→ **What you should do**
How many lines of the material below contain the word "that"? Reply with the number alone.

start Dataset records

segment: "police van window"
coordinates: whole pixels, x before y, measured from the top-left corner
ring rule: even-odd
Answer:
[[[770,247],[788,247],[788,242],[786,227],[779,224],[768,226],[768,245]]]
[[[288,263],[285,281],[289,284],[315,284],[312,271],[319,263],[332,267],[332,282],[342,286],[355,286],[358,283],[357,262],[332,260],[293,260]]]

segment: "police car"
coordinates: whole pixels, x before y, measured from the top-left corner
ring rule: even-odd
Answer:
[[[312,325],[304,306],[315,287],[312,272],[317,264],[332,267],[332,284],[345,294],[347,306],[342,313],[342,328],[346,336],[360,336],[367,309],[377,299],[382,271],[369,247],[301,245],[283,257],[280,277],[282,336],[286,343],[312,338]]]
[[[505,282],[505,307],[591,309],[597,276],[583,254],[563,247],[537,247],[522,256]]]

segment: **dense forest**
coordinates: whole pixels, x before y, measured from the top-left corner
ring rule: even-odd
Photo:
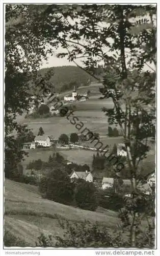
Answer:
[[[87,86],[91,82],[96,81],[85,71],[72,66],[42,69],[38,72],[38,75],[43,77],[50,71],[52,71],[54,75],[51,76],[49,82],[52,83],[55,92],[58,93],[71,90],[74,86],[76,88]]]

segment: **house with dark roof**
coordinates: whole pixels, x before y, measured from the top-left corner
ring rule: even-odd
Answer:
[[[155,185],[155,172],[153,172],[152,174],[149,175],[147,178],[147,183],[150,187],[152,187]]]
[[[105,189],[108,187],[113,187],[114,179],[113,178],[108,178],[104,177],[102,181],[102,188]]]
[[[124,143],[119,143],[117,145],[117,156],[127,156],[127,152]]]
[[[50,146],[52,142],[48,135],[37,136],[35,138],[35,142],[37,142],[38,145],[44,147]]]
[[[50,142],[54,144],[59,144],[60,143],[60,141],[58,138],[56,138],[53,135],[49,135],[48,136],[50,140]]]
[[[83,179],[86,181],[93,182],[93,175],[90,172],[88,172],[87,170],[86,170],[86,172],[76,172],[73,170],[70,178],[71,180],[73,179]]]

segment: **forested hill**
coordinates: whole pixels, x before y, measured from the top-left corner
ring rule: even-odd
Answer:
[[[50,70],[53,70],[54,75],[50,81],[54,84],[57,92],[61,93],[79,86],[89,85],[89,83],[96,80],[89,74],[76,66],[54,67],[42,69],[39,71],[42,76]]]

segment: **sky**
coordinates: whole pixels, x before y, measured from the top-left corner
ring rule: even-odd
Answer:
[[[76,62],[79,66],[82,66],[82,62],[79,60],[76,60]],[[150,66],[153,70],[155,69],[155,67],[154,64],[150,64],[148,63],[148,65]],[[67,60],[66,57],[63,58],[57,58],[55,56],[50,56],[48,57],[48,59],[47,61],[44,60],[43,63],[41,65],[41,68],[44,69],[46,68],[51,68],[52,67],[58,67],[63,66],[76,66],[76,65],[73,62],[70,62]],[[149,70],[151,71],[152,70],[149,68],[147,65],[145,65],[143,71],[146,71]]]

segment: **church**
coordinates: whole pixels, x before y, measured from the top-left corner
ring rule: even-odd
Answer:
[[[69,95],[64,96],[64,100],[65,100],[66,101],[71,101],[72,100],[76,100],[77,95],[77,93],[76,91],[74,86],[73,91],[72,92],[72,94],[71,95]]]

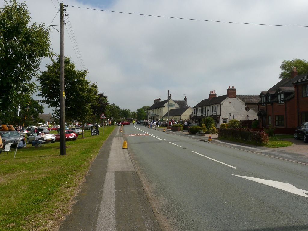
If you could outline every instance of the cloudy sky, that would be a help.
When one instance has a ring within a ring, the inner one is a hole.
[[[50,25],[60,0],[28,0],[33,22]],[[0,0],[3,5],[3,0]],[[63,0],[84,65],[66,28],[65,53],[89,71],[110,103],[135,111],[185,95],[192,107],[211,91],[257,95],[279,81],[284,60],[308,60],[308,27],[214,22],[81,9],[249,23],[308,26],[306,0]],[[59,25],[57,15],[52,24]],[[59,54],[59,34],[52,28]],[[69,34],[71,36],[71,35]],[[44,70],[50,60],[42,63]],[[46,108],[45,112],[51,112]]]

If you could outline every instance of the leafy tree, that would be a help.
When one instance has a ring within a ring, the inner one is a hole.
[[[228,128],[238,128],[241,126],[241,122],[235,119],[230,120],[228,123]]]
[[[112,117],[117,121],[120,120],[122,116],[122,110],[121,107],[114,103],[107,106],[109,117]]]
[[[281,73],[279,75],[279,78],[287,79],[290,77],[294,67],[296,68],[298,75],[308,74],[308,62],[298,59],[284,60],[280,65]]]
[[[14,125],[22,125],[24,123],[25,126],[36,124],[39,120],[40,113],[44,112],[44,107],[38,101],[32,98],[29,100],[30,99],[29,97],[26,102],[21,102],[19,116],[17,115],[17,109],[8,107],[0,113],[0,120],[4,124]],[[25,120],[26,116],[27,117]]]
[[[32,79],[38,77],[42,58],[51,58],[50,30],[44,24],[29,25],[24,3],[6,2],[0,8],[0,107],[18,104],[36,92]]]
[[[130,117],[131,110],[129,109],[124,109],[122,110],[122,116],[125,119]]]
[[[147,116],[147,114],[143,107],[137,110],[137,119],[138,120],[144,120]]]
[[[64,59],[65,117],[78,120],[83,124],[93,118],[93,106],[97,106],[99,94],[96,83],[86,79],[86,70],[75,69],[75,63],[71,59]],[[40,101],[55,107],[53,115],[59,118],[60,115],[60,57],[47,67],[38,79],[41,84],[41,94],[43,99]]]

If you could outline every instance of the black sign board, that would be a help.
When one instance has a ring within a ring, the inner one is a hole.
[[[91,135],[96,136],[99,135],[99,132],[98,131],[98,126],[92,126],[91,127]]]

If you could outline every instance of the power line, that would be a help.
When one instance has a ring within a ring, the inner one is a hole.
[[[234,23],[235,24],[245,24],[248,25],[258,25],[259,26],[296,26],[298,27],[308,27],[308,26],[298,26],[297,25],[277,25],[275,24],[263,24],[262,23],[248,23],[247,22],[228,22],[226,21],[217,21],[214,20],[205,20],[205,19],[199,19],[194,18],[177,18],[176,17],[170,17],[167,16],[161,16],[160,15],[152,15],[151,14],[136,14],[136,13],[129,13],[128,12],[121,12],[120,11],[113,11],[112,10],[99,10],[99,9],[94,9],[92,8],[87,8],[85,7],[80,7],[80,6],[68,6],[71,7],[75,7],[76,8],[80,8],[83,9],[87,9],[87,10],[99,10],[100,11],[103,11],[106,12],[111,12],[114,13],[119,13],[120,14],[134,14],[135,15],[141,15],[142,16],[149,16],[152,17],[158,17],[159,18],[174,18],[175,19],[184,19],[185,20],[192,20],[196,21],[202,21],[203,22],[223,22],[225,23]]]

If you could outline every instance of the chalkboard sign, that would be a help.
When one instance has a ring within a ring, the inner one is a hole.
[[[91,127],[91,135],[96,136],[99,135],[99,132],[98,131],[98,126],[92,126]]]

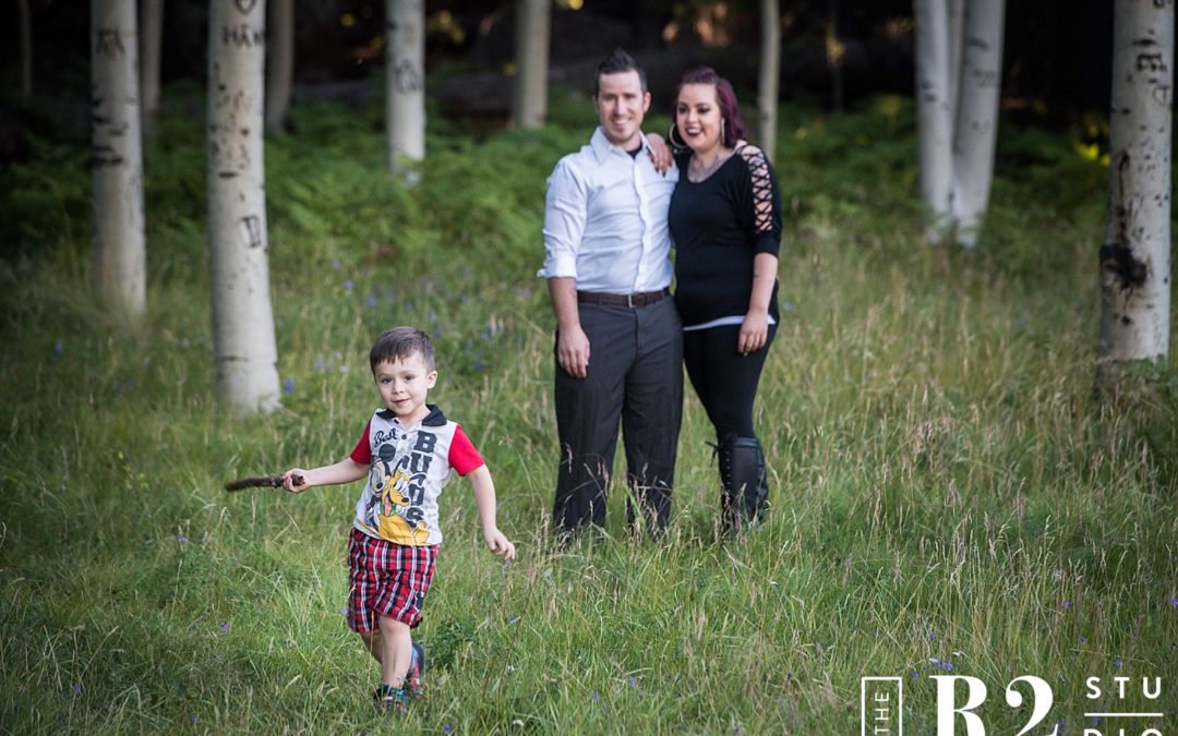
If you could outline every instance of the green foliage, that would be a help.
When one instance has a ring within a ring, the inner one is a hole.
[[[137,327],[88,296],[85,144],[38,140],[6,172],[0,730],[390,728],[339,611],[358,488],[220,486],[342,457],[375,405],[372,336],[403,323],[434,336],[431,398],[487,456],[521,557],[487,553],[456,480],[415,635],[430,696],[395,728],[854,732],[872,675],[905,678],[906,724],[931,732],[928,677],[949,667],[990,685],[992,732],[1025,723],[1000,694],[1025,674],[1070,729],[1087,676],[1158,676],[1173,702],[1178,382],[1162,367],[1091,393],[1106,170],[1073,134],[1004,128],[964,252],[915,236],[908,102],[783,110],[768,523],[715,541],[689,392],[668,536],[627,538],[615,488],[600,538],[547,542],[551,317],[534,274],[544,179],[593,125],[578,104],[536,133],[432,127],[406,188],[379,111],[300,100],[266,148],[287,391],[247,419],[214,398],[200,114],[165,114],[147,148]]]

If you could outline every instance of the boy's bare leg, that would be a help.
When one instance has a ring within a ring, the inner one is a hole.
[[[377,623],[379,625],[379,623]],[[368,648],[369,654],[377,662],[380,661],[380,630],[376,631],[359,631],[360,638],[364,641],[364,647]]]
[[[409,624],[404,624],[395,618],[380,616],[378,625],[380,628],[379,655],[372,651],[372,656],[380,662],[380,675],[385,683],[393,688],[399,688],[405,682],[405,672],[409,671],[410,661],[413,657],[413,637]],[[365,639],[366,641],[366,639]]]

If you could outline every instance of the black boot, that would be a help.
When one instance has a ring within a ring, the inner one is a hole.
[[[765,452],[755,437],[728,436],[719,455],[724,531],[740,531],[761,520],[769,505]]]

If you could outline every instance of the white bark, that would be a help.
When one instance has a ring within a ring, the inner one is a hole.
[[[212,0],[209,18],[209,250],[220,396],[279,405],[263,170],[264,0]],[[245,8],[243,11],[243,8]]]
[[[389,171],[416,184],[425,158],[425,2],[386,0],[385,13]]]
[[[1170,350],[1170,0],[1113,4],[1108,216],[1100,248],[1098,376]]]
[[[961,54],[964,53],[962,42],[965,35],[965,16],[966,16],[966,2],[967,0],[942,0],[945,2],[945,12],[948,13],[948,25],[946,31],[948,35],[946,37],[946,44],[948,45],[948,58],[949,58],[949,110],[958,110],[958,92],[961,87]],[[978,0],[973,0],[977,2]],[[990,2],[991,0],[981,0],[981,2]],[[1005,2],[1005,0],[1000,0]],[[972,2],[971,2],[972,4]]]
[[[517,71],[511,121],[518,128],[538,128],[548,117],[551,0],[516,0],[515,9]]]
[[[974,0],[965,15],[961,85],[953,139],[952,214],[958,243],[972,247],[990,206],[1002,79],[1005,0]]]
[[[266,60],[266,127],[286,125],[294,82],[294,0],[270,0]]]
[[[144,130],[159,111],[159,51],[164,40],[164,0],[139,2],[139,99]]]
[[[20,92],[33,94],[33,15],[28,0],[16,0],[16,22],[20,25]]]
[[[94,260],[101,298],[138,316],[147,301],[134,4],[91,1]]]
[[[772,161],[777,151],[777,86],[781,79],[781,8],[761,0],[761,73],[756,87],[757,142]]]
[[[925,238],[940,243],[949,224],[953,186],[953,69],[946,0],[915,0],[916,125]]]

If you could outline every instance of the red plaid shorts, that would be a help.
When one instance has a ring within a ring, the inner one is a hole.
[[[422,605],[434,578],[438,545],[406,546],[352,529],[348,543],[348,626],[376,631],[377,615],[409,624],[422,622]]]

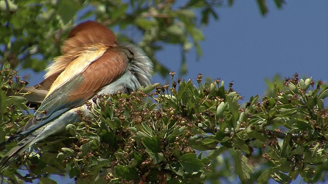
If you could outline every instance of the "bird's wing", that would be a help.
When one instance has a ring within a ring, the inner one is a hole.
[[[88,62],[88,58],[80,58]],[[49,94],[32,117],[24,127],[21,135],[30,133],[36,129],[51,122],[69,110],[79,107],[85,101],[96,95],[103,87],[121,75],[126,70],[133,53],[125,47],[115,47],[107,49],[97,59],[81,73],[67,80],[64,84],[57,84],[55,81]],[[80,62],[81,62],[80,61]],[[73,62],[72,62],[73,63]],[[70,64],[65,70],[74,71],[80,63]],[[60,79],[65,71],[58,79]],[[53,87],[59,86],[53,89]]]

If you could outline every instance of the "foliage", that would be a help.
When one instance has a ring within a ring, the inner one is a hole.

end Dataset records

→ **Full response**
12